**TEXT:**
>>>
Translating a first-rate concept from one medium to another is always a risky business, even a remake of a film carries with it the seeds of its own destruction as iconic stars and situations are recreated only to be endlessly compared to the original. Thus it is that THE SINGING DETECTIVE, so superb as a British miniseries written by Dennis Potter, has been turned into a feature film, also written by Dennis Potter, that deserves credit for daring to try even as it stumbles heroically.
It’s hard to point a finger at just went wrong. The performances by and large are first-rate. The direction by Keith Gordon shows sensitivity to the emotions that vent right and left with abandon, and the attention to subtle differences in visual cues that creates a distinct look and mood for the action in the present, the past, in reality or in the fevered hallucinations of the Dan Dark, the hero of our piece. Played by the always eminently watchable Robert Downey, Jr, this hallucinogenic writer struggles with the burden of a skin disease run amok and the ghosts of his past that seem to permeate in a most insidious fashion his every waking moment.
The past has been moved to the 50s, the venue to Los Angeles, and the scaly writer, played in the mini-series by Michael Gambon with a vitriol and a venom that was nothing less than fascinating to watch, is played with the same misanthropy by Downey, but also with a soft underbelly. Though this is the biggest change, it is also the one that works the best. By not trying to copy the original, it has opened the story up in a new way. Downey may be spewing the same venom, there this is a quality to his performance that makes of that anger a shroud to protect him from a world that has disappointed him at every turn. Even working beneath effects make-up that is replete with patches of jaundices putrescence and suppurating redness, it is his large and liquid eyes that command attention, pleading for peace both physical and mental. Downey is worth the price of admission for his performance. Even when perfectly still, he is a vivid presence on screen whose every emotion is on display, there is the palpable tension of emotional upheaval. His line readings, even at their cockiest, are rife with subconscious revelations of self-loathing and perceived betrayals.
<<<
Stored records
>>>
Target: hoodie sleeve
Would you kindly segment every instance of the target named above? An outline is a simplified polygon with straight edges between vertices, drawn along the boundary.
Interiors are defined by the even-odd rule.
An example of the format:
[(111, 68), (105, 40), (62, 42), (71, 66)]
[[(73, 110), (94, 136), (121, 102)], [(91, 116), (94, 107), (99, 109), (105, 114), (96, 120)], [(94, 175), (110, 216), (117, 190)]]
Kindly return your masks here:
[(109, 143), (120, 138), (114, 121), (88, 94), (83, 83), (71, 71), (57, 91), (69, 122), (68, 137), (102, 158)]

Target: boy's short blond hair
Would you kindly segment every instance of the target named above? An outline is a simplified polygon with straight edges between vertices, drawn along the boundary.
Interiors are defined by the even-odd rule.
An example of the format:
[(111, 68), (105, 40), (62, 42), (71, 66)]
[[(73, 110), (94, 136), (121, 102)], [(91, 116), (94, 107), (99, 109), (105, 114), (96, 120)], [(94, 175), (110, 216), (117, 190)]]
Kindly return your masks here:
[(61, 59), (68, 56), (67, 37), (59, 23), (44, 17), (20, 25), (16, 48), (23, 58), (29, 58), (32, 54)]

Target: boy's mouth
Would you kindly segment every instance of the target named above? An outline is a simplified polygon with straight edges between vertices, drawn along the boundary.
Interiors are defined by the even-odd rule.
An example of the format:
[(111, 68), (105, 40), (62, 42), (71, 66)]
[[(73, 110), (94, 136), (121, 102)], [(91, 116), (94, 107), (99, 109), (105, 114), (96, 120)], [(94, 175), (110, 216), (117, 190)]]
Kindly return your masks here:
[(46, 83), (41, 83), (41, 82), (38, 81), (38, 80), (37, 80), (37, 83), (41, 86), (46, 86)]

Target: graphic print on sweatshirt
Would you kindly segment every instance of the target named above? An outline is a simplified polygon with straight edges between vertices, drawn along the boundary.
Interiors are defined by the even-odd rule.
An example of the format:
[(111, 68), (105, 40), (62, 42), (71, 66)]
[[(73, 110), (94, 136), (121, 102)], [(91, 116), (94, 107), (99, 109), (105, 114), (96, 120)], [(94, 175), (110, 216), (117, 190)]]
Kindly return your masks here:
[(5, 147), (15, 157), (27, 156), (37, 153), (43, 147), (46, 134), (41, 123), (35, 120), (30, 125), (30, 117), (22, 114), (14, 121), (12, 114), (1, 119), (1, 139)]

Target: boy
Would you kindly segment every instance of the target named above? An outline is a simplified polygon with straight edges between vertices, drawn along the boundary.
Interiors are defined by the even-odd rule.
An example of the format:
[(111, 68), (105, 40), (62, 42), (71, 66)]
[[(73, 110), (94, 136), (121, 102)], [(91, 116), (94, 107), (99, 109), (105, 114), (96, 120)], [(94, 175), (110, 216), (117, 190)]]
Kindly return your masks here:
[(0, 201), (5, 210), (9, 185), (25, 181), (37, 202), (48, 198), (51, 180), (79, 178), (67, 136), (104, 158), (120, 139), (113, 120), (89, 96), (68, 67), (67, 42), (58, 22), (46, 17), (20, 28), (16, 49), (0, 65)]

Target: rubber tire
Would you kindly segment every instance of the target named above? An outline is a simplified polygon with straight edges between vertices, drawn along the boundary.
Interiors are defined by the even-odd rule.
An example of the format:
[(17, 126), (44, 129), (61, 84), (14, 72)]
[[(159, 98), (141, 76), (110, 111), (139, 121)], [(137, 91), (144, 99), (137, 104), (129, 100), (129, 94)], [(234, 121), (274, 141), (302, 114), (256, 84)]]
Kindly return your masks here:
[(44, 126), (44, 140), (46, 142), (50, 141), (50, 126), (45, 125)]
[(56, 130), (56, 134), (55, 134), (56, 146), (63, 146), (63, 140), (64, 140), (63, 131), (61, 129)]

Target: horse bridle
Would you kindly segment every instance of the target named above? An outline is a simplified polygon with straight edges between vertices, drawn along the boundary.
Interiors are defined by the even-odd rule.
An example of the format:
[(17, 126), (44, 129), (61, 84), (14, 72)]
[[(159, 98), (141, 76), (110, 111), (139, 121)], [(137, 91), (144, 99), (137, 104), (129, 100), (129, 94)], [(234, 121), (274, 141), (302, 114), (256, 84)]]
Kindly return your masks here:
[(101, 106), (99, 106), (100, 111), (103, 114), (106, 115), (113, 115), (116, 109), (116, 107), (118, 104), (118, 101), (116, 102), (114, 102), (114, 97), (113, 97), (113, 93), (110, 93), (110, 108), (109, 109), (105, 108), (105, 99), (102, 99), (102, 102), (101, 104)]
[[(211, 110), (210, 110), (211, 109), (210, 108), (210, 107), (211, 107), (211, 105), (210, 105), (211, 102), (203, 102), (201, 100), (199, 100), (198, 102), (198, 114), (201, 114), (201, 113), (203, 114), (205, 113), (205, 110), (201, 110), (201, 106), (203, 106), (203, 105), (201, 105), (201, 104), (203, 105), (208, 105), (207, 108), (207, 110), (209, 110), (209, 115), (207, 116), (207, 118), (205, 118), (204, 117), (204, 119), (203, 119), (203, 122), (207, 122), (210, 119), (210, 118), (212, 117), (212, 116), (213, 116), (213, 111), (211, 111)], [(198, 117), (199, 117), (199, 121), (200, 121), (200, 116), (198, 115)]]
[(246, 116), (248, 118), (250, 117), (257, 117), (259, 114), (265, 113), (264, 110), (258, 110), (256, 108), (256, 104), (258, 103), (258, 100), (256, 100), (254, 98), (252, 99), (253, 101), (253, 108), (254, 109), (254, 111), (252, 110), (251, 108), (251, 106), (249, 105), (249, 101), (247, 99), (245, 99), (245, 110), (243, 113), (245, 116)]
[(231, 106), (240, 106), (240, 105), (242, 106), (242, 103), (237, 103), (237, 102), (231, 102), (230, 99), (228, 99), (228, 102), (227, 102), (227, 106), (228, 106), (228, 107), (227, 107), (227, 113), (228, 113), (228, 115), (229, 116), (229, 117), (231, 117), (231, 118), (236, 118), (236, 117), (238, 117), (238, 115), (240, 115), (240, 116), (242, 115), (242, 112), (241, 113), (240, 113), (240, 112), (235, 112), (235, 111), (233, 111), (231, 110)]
<<<
**PROBLEMS TO SOLVE:**
1. Who directed the feature film version, according to the review of The Singing Detective?
2. List every real person (writer, director, or actor) named in the review of The Singing Detective.
3. Continue the review of The Singing Detective from its last sentence.

**WRITTEN ANSWERS:**
1. Keith Gordon.

2. Dennis Potter, Keith Gordon, Robert Downey, Jr, Michael Gambon

3.
Under what his doctors chirpily diagnose as visual dislocations, his imaginings take the form of lasciviously choreographed production numbers that feature the hero of his low-rent novels, the eponymous singing detective. His more lucid moments are spent writing a new novel in his head peopled by everyone hes ever met doing all manner of dastardly deeds all designed to do him in. Even the present, when he notices it, is not safe from his delusory state as his imaginings are given full rein if not full sanity. The many permutations are inhabited by his mother, an unlucky and unwise woman (by Carla Gugino demonstrating a delicate sense of tragedy), his fathers devious business partner (Jeremy Northam slithering in evil with obvious relish), and his intimidatingly beautiful wife, who is alternately spunky and put-upon. Shes played by Robin Wright Penn a bit woodenly, but then again, her character has little to do but look ravishing. The players are rounded out by a Laurel and Hardy style of thugs (Adrien Brody and John Polito), who menace everyone else while exchanging quips.
Dark injects himself into these shadowy flights of fancy, becoming the fictional detective with an effortlessly cool panache.
THE SINGING DETECTIVE delivers its Potter-style share of morbid wit, with Dark, the writer, confessing that he thinks all the problems of the world start with words. Yet, the thing as a whole never quite takes off. It has a peculiar lifelessness to it that belies the effort made by all and sundry. Is it that weve already seen the conceit of patients virtually ignored by their physicians as they cluster around them with all the emotional involvement of butterfly collectors examining a new specimen? Is it that the shortened form fails to engage us as a whole? Or is it that while everyone else is taking the material seriously, Mel Gibson, made up to look like Elmer Fudd, is playing Dark’s psychiatrist by doing a very bad impression of Robin Williams in PATCH ADAMS? Whatever it is, we as an audience are never drawn in and thats a darn shame fate for one of the more original psychodramas to have come from the end of the 20th century.